▶ REQUIREMENTS:
1. Answer these questions using the letter about Judge Gorsuch:
(a) Where does the writer hold a tenured professorship?
(b) What will the senator be doing at Neil Gorsuch's confirmation hearing?
(c) What option does the writer say Republican colleagues could use to create an unblockable majority?
2. In the letter about Judge Gorsuch, why isn't the writer asking the senator to vote against him? Give the letter's reasoning in one to three sentences.
3. Write the next part of the letter about Judge Gorsuch's confirmation hearing, picking up after its final sentence.

-- Begin EXTRACT PROVIDED --

You are my senator. I am a fourth generation Coloradan. I live in Denver. I am a tenured professor at the University of Denver Sturm College of Law. I met you at one of your fundraising events last fall, where I was honored to talk briefly with you and inspired by your remarks. And I was very proud to vote for you last November.

I was moved to write to you after I learned that you will be introducing Neil Gorsuch at his confirmation hearing tomorrow. I know that historically introducing a nominee for a judicial appointment does not translate to voting for that person, and your office has made clear that your introduction of Judge Gorsuch does not mean you intend to vote for him.

I am not writing to you today to ask you to vote against Judge Gorsuch. The reality is that Judge Gorsuch will probably be the next Supreme Court Justice no matter how you vote. You know better than I do that your Republican colleagues can — and, if necessary, likely will — exercise the nuclear option to create an unblockable majority. And some moderates and liberals — not least those who will likely argue in front of a future Justice Gorsuch, or who are hoping that he hires their students as law clerks — have endorsed Judge Gorsuch, meaning that the nuclear option may even be unnecessary.

-- End EXTRACT PROVIDED --
-- Begin DATASET EXCERPTS --

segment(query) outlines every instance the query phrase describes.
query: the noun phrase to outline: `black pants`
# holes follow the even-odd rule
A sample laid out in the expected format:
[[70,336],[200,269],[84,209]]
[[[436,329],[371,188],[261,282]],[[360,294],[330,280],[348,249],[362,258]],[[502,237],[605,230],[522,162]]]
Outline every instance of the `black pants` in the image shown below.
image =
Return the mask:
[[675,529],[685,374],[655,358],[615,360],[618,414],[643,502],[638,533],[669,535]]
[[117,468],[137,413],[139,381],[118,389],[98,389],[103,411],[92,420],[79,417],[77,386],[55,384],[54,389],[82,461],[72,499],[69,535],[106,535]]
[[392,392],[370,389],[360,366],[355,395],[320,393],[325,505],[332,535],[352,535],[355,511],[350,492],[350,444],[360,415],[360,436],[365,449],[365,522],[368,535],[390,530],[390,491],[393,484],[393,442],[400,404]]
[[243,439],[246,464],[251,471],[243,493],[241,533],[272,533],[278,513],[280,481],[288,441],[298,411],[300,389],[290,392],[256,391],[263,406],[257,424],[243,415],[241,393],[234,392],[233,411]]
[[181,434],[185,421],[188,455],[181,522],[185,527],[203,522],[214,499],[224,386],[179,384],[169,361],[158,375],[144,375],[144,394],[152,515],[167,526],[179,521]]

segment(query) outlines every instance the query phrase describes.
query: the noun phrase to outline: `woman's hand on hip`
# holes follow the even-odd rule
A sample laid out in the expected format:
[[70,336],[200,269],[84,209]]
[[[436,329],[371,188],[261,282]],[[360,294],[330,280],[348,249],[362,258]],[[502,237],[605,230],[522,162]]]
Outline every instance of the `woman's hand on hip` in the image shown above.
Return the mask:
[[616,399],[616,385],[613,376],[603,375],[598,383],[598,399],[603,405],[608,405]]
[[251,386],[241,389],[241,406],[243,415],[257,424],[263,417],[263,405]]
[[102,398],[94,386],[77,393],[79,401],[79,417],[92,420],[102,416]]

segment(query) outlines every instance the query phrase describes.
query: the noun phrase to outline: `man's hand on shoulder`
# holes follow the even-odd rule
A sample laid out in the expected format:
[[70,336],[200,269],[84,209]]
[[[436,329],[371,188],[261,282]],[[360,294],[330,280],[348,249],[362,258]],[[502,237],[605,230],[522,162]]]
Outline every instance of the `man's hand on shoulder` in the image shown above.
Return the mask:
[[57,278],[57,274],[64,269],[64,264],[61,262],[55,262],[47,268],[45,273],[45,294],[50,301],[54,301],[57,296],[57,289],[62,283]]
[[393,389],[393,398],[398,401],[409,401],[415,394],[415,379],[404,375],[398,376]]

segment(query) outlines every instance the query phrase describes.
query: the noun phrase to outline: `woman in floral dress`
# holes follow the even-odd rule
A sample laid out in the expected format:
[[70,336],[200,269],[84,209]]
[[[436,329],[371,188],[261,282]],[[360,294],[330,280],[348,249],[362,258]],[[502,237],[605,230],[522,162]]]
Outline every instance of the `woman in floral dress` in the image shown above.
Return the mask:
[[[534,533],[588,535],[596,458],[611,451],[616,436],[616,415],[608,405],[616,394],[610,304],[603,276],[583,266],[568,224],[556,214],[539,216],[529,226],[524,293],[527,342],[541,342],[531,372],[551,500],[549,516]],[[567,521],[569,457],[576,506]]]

-- End DATASET EXCERPTS --

▶ RESULTS IN ORDER:
1.
(a) The University of Denver Sturm College of Law.
(b) Introducing him.
(c) The nuclear option.

2. The writer believes Judge Gorsuch will probably become the next Supreme Court Justice no matter how the senator votes. Republican colleagues can, and if necessary likely will, use the nuclear option to create an unblockable majority. Some moderates and liberals have also endorsed him, so that option may not even be needed.

3.
So, again, I am not writing to ask you to vote against Judge Gorsuch. I am writing to you because what you say tomorrow is far more important than how you vote. I am writing to you because what you say tomorrow will be the most important thing that anyone says tomorrow. Indeed, what you say tomorrow may be the most important thing that anyone says during this confirmation hearing. What you say will set the tone for everything to come.

What you should say tomorrow is that the Senate should not be in the position of holding this confirmation hearing at all. You should say that the reason there is a vacancy on the Supreme Court right now is that the Republican members of the Senate willfully failed to perform their constitutional duty. Your Republican colleagues refused to hold hearings on Judge Merrick Garland, who President Obama nominated to the Supreme Court eleven months before the end of his second term of office. This refusal is a travesty of constitutional dimensions. As many others have explained persuasively and in great detail, there is simply no precedent for the Republican senators’ treatment of Judge Garland. Never before in the history of our nation has a Senate obstructed a sitting president’s efforts to nominate a Supreme Court justice for nearly a full year, refusing even to meet with the nominee.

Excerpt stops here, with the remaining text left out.